━━ EXTRACTED DATA

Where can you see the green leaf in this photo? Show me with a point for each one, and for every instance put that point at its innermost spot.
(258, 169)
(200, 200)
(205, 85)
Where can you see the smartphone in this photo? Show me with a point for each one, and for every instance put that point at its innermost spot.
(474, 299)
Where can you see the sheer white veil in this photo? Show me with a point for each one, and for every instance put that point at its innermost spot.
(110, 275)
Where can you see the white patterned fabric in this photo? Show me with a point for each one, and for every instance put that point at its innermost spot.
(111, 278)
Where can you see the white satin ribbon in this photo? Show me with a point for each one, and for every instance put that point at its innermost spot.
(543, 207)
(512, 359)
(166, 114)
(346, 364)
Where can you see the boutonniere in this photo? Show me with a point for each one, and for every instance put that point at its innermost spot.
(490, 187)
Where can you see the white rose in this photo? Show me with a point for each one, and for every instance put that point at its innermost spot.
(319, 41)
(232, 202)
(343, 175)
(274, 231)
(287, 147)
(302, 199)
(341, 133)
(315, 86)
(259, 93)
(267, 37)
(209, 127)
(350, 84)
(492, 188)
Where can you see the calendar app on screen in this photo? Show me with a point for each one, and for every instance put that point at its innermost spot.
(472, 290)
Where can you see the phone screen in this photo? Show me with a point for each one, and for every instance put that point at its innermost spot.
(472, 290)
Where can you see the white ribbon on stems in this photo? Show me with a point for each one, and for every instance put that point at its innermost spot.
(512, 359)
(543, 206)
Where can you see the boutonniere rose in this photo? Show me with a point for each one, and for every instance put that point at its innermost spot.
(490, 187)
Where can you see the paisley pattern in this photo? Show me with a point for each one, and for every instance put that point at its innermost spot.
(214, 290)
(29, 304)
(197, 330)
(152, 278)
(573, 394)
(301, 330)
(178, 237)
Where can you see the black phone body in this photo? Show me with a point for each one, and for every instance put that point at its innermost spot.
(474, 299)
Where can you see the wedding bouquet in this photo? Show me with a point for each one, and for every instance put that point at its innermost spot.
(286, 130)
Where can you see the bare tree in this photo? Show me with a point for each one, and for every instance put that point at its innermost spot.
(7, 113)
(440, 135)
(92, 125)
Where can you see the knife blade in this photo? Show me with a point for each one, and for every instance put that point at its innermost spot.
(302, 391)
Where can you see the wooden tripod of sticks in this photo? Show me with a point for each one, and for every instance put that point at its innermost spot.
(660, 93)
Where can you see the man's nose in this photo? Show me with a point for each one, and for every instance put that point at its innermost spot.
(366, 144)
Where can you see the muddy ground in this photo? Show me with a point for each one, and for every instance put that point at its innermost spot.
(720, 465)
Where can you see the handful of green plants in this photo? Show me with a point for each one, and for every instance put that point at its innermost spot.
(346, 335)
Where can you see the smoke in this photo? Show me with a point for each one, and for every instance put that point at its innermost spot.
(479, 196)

━━━━

WRITTEN TASK:
Rewrite the entries above with every "innermost spot" changed to "central spot", leaving everything else unchanged.

TASK ANSWER:
Where can you see the green leaf in this photo? Show me with a point for each one, and for every instance put that point at its central spot.
(258, 169)
(200, 200)
(205, 85)
Where can you see the smartphone in this photo? Show me with a point for each one, and for every instance put that point at its central spot.
(474, 299)
Where can you see the sheer white veil in this photo? Show me with a point for each one, and for every instance put that point at its central spot.
(110, 275)
Where can you see the white patterned fabric in this photo? Show me with a point for each one, and for every instance put that point at its central spot.
(111, 278)
Where can you see the white satin ribbon in this photo? Show me with a point for each one, and for every instance put that point at its central spot.
(543, 207)
(512, 359)
(166, 114)
(346, 364)
Where can you see the boutonniere in this photo? Show me with a point for each one, and for every instance put that point at its central spot.
(490, 187)
Where can you see the white rose in this photo? Show me with a point for each one, and for every instance put that point at its central spot.
(319, 41)
(232, 202)
(343, 175)
(274, 231)
(287, 147)
(302, 199)
(341, 133)
(315, 86)
(259, 93)
(267, 37)
(209, 127)
(350, 84)
(492, 188)
Where can you see the calendar app on screen in this photo? Show me with a point for each one, and for every instance put that point at its central spot.
(472, 290)
Where can you see the phone screen in this photo? Show me with a point for each one, and for every instance put that point at its central spot.
(472, 290)
Where can you see the white ribbon on stems in this photo? Show me with a point for each one, and for every instance put that point at its central spot.
(512, 359)
(543, 206)
Where can you see the boutonniere rose in this photo? Show me with a point for each one, and for every instance put that point at its central spot.
(490, 187)
Where can you see the paisley pattern in this photo? Show me with a point for each one, and for every instance put that point at its central spot.
(214, 290)
(29, 304)
(197, 330)
(152, 278)
(573, 394)
(301, 330)
(178, 237)
Where can you see the black phone body in this photo? Show me with a point for each one, and for every instance put that point at its central spot.
(474, 299)
Where can you see the wedding bouquet in this photo? Show me with a point for each one, and for every instance put that point at its central spot.
(286, 130)
Where can you see the bare tree in this photo? Show me with a point for each one, and for every instance put that point at its central spot.
(7, 113)
(440, 135)
(92, 125)
Where can you see the knife blade in this photo? Show me with a point for each one, and for every instance put that point at its central spot.
(302, 391)
Where can you see the wooden tripod of sticks in this photo? Show me with a point for each one, and for every instance put that point at its central spot.
(660, 93)
Where can you see the man's nose in this photo? Show me with a point for each one, and for every instance put that point at its central spot.
(366, 144)
Where can you see the muddy ground in this photo? Show me with a point for each one, and for every instance put that point at its central spot.
(720, 465)
Where can you see the handful of green plants in this photo? Show me with a point for each one, and for every instance put that point at its central spot.
(346, 335)
Where can you see the smoke in this photo? Show me with a point for each one, and for every instance put that point at its central spot.
(479, 196)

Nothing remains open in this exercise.